__Exercise brief__: Report every line of the records below that contains the string "gray", copying each line in full. Case counts.

__Given data__:
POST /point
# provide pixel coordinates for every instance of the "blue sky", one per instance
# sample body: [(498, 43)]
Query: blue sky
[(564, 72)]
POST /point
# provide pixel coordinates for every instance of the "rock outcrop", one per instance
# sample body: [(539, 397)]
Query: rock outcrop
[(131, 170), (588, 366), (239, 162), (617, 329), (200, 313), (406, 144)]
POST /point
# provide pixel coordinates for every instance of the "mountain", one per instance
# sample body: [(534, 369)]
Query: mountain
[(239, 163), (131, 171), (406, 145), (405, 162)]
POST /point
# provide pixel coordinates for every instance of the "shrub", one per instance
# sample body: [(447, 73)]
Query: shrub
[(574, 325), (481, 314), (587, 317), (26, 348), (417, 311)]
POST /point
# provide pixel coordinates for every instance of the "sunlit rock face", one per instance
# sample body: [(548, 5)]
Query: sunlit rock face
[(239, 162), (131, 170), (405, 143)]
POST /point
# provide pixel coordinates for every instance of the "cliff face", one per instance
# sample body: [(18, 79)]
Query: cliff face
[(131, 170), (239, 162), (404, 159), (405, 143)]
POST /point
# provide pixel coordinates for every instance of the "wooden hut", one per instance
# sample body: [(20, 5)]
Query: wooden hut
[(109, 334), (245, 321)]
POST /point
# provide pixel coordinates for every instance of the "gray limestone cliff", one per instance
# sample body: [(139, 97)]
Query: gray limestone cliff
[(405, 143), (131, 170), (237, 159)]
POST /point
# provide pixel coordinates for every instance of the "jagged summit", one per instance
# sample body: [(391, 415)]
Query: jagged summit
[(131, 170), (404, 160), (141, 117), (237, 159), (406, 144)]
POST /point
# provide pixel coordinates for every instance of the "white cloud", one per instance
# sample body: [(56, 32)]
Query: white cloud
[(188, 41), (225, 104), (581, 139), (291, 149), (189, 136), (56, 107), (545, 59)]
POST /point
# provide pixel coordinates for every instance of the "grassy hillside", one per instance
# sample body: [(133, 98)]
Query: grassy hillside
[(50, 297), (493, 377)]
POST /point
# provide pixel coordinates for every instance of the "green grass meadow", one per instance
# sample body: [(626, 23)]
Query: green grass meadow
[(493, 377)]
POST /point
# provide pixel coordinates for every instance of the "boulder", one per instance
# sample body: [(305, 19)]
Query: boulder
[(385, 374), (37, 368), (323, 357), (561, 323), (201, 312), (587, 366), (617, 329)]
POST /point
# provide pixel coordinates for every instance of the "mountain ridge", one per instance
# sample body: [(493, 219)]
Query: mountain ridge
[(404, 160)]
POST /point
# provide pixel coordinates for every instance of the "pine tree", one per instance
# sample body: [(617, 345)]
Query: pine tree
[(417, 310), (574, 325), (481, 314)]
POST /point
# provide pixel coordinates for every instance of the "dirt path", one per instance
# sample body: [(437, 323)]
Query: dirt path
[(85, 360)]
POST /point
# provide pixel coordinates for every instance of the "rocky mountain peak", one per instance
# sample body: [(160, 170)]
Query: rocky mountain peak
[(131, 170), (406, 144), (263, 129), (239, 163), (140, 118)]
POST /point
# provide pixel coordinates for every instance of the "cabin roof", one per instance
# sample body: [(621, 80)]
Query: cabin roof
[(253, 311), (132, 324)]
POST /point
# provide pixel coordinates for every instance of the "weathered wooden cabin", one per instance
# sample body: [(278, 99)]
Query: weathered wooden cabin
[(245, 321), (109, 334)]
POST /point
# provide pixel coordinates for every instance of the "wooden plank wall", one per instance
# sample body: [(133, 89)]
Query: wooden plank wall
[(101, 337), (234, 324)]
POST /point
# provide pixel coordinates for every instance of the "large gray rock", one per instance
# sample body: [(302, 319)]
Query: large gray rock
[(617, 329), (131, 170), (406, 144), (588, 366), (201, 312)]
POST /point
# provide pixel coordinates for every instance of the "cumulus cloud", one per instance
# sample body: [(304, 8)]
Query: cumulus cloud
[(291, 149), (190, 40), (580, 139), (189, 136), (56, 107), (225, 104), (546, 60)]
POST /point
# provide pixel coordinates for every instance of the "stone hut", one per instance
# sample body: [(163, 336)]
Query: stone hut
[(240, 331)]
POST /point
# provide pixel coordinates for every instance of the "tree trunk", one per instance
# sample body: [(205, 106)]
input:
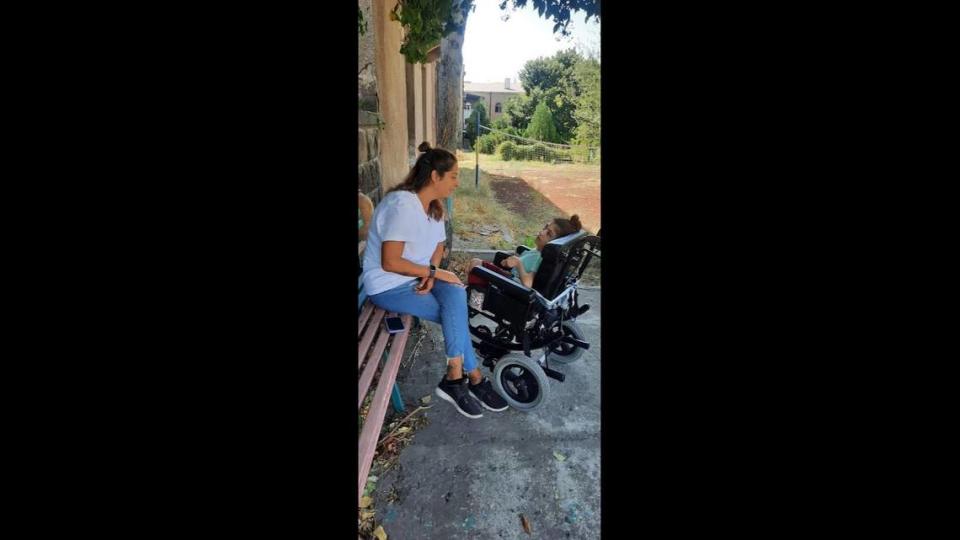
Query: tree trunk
[(450, 109)]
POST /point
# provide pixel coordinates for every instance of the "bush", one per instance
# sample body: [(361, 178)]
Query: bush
[(507, 150), (487, 144)]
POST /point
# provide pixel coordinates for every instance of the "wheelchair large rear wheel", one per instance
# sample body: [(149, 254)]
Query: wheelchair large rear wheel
[(521, 382), (562, 352)]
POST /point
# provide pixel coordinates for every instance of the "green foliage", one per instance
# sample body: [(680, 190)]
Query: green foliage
[(506, 150), (559, 11), (478, 110), (542, 127), (426, 22)]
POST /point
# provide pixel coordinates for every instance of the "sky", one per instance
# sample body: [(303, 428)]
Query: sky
[(494, 49)]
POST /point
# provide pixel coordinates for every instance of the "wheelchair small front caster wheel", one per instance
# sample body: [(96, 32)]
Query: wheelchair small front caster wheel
[(521, 382), (562, 352)]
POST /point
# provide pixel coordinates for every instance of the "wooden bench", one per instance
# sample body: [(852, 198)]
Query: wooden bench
[(375, 355), (378, 351)]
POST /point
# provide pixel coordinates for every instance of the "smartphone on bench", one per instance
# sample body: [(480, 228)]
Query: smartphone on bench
[(394, 324)]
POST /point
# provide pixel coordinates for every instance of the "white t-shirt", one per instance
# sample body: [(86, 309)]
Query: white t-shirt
[(399, 217)]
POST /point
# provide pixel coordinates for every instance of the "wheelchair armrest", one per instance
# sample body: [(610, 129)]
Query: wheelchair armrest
[(506, 285), (499, 256)]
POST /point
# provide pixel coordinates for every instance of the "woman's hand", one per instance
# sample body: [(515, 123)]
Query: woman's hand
[(448, 276), (510, 261), (425, 285)]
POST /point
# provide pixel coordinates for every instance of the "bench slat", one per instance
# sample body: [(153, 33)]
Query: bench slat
[(368, 335), (378, 408), (364, 315), (372, 364)]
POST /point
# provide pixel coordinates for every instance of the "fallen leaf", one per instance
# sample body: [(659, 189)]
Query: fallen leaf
[(525, 523)]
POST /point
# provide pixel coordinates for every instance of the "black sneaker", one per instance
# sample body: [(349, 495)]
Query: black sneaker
[(456, 393), (488, 397)]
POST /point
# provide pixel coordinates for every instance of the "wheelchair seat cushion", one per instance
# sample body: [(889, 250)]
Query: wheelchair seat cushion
[(553, 267)]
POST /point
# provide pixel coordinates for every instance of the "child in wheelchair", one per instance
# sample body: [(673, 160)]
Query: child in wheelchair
[(522, 268), (534, 306)]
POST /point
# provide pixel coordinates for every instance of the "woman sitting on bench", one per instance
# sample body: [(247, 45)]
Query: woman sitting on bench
[(405, 242)]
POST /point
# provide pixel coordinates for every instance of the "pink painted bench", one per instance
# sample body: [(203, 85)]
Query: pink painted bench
[(374, 355)]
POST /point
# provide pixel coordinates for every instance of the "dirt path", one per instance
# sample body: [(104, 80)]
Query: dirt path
[(571, 192)]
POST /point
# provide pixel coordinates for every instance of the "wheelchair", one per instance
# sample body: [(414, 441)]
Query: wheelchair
[(522, 319)]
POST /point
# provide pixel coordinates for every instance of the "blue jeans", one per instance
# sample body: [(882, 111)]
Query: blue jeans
[(445, 304)]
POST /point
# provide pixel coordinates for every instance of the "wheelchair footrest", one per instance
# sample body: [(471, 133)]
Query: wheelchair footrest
[(574, 341), (554, 374)]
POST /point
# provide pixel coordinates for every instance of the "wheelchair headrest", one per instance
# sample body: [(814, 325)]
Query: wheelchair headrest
[(560, 258), (561, 245)]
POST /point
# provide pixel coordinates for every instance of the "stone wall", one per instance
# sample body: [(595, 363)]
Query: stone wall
[(368, 148)]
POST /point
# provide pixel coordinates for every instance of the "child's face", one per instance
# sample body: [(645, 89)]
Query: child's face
[(548, 233)]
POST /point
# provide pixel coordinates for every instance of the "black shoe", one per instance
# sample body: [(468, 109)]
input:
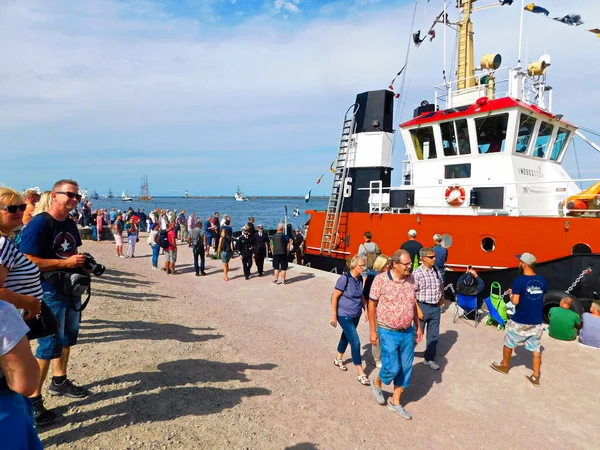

__Answer to this problem__:
# provide pixel coordinates for every instance of the "gray limestone cliff", one per instance
Query: gray limestone cliff
# provide pixel coordinates for every instance of the "large gray rock", one per instance
Query: large gray rock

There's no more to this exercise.